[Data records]
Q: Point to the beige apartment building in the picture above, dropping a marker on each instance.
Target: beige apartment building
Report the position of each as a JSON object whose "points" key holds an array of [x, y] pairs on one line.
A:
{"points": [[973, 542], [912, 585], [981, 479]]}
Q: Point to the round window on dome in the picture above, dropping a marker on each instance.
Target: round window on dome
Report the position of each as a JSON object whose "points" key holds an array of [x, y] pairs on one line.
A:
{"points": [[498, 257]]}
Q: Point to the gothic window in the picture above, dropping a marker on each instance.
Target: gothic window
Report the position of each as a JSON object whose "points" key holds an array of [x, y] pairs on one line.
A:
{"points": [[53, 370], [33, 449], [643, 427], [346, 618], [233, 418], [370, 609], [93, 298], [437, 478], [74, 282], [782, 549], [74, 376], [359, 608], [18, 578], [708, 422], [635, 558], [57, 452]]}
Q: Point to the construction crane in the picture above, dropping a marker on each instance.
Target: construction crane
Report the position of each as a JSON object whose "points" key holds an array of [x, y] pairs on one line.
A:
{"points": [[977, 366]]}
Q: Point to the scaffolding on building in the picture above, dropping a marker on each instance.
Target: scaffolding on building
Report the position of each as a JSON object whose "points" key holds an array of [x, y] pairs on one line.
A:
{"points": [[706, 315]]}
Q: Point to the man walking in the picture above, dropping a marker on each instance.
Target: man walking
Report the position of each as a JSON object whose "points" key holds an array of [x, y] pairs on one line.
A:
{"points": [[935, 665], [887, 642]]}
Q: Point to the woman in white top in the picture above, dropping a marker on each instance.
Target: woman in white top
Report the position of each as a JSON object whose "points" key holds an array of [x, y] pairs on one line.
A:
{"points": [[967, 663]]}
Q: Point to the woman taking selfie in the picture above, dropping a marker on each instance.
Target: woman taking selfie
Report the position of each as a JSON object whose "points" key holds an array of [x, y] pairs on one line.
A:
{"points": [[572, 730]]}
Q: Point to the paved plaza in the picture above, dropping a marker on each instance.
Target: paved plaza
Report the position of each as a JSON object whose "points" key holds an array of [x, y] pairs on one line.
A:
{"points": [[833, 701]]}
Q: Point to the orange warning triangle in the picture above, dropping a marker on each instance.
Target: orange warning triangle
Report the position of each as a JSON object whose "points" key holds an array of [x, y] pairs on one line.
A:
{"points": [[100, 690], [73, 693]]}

### ABOUT THIS EXERCISE
Only the lines that contain the string "walking" should be copied from the entries above.

### EXPECTED ANSWER
Q: Point to the man walking in the picture above, dropping a marker on each instance.
Target: man walking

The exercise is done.